* **Exercise**
Please take the records that follow and repeat exactly the lines starting with the line with "Find the robot" and going on through the line with "Find the blue logo".

□ □ □ □

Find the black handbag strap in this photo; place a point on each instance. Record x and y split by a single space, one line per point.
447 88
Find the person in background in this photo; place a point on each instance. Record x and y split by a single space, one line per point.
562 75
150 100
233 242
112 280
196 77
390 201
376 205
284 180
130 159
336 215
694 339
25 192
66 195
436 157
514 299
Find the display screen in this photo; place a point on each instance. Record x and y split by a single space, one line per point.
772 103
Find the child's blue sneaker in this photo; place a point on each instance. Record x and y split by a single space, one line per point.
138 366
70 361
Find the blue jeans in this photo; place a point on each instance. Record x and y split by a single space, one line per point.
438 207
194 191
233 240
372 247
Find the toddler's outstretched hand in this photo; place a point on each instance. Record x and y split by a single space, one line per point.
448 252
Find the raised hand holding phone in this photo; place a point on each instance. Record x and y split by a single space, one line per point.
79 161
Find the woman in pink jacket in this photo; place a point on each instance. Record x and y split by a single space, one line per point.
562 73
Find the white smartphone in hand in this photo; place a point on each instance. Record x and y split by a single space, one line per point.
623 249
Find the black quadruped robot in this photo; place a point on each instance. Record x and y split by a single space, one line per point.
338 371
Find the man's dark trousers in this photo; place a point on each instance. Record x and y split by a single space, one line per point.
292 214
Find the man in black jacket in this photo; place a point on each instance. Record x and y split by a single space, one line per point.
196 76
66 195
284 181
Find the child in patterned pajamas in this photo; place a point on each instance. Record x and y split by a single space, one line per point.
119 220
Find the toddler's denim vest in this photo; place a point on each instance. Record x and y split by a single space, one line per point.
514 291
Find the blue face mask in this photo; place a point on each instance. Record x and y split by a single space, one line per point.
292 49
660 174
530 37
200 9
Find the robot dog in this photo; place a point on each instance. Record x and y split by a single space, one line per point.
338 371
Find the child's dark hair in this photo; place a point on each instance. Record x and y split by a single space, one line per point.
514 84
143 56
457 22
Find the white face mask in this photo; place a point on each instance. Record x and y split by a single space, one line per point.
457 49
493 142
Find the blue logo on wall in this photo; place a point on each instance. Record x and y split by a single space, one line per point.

□ □ □ □

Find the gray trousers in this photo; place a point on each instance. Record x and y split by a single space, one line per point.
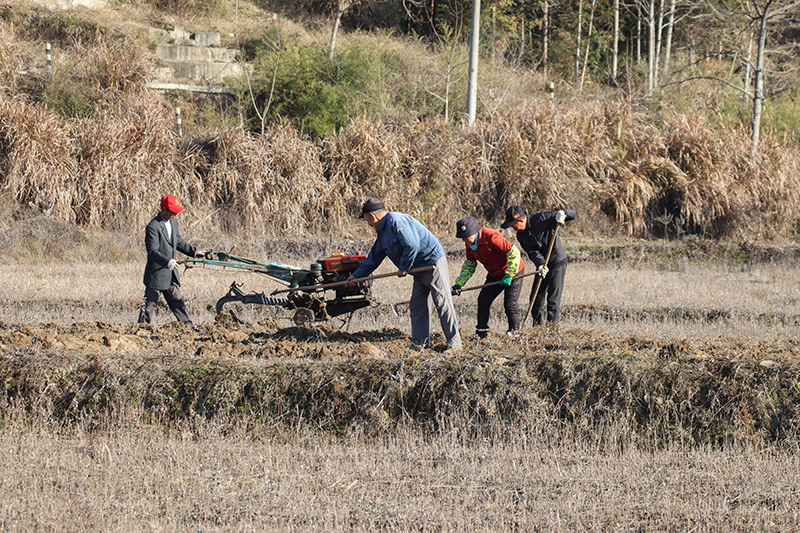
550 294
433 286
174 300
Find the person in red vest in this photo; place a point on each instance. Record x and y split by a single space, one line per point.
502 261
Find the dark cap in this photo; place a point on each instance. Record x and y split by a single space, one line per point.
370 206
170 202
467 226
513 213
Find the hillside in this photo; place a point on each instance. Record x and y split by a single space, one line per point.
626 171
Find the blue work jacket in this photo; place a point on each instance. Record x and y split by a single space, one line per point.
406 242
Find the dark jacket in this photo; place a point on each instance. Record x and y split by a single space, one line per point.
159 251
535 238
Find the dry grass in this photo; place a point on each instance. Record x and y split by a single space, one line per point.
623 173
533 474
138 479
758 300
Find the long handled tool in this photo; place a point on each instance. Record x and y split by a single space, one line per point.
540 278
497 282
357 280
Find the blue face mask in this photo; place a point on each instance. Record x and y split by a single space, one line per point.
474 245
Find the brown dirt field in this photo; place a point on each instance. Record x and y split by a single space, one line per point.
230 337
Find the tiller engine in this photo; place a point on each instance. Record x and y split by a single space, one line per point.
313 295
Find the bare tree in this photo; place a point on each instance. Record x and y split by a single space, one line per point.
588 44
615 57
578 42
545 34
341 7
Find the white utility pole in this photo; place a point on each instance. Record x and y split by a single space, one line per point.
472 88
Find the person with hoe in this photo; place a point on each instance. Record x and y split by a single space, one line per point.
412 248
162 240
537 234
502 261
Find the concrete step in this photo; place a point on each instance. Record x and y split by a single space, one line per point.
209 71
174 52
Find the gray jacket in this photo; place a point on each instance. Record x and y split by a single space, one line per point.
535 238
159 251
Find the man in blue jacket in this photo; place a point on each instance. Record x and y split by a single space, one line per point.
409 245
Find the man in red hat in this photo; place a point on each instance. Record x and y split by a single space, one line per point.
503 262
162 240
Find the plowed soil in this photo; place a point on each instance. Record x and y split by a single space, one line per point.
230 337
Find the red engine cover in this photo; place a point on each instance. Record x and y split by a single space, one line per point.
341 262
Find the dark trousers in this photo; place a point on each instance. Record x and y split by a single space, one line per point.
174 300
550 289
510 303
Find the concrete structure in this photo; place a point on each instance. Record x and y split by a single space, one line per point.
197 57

□ □ □ □

* **Result for this task**
Find the robot dog in this photo; place a point on each instance. Record x and y split by a single space, one line per point.
338 371
Find the child's dark hair in this photo; place a point on each instance. Record x and y split by a single space, one line per point.
514 84
143 56
457 22
Find the white face mask in this photo; place a point on each instance. Record x and y split by a single space, one line per point.
457 49
493 142
Find the blue logo on wall in this photo; place a point on each instance. Record x and y split by a single space, one line per point.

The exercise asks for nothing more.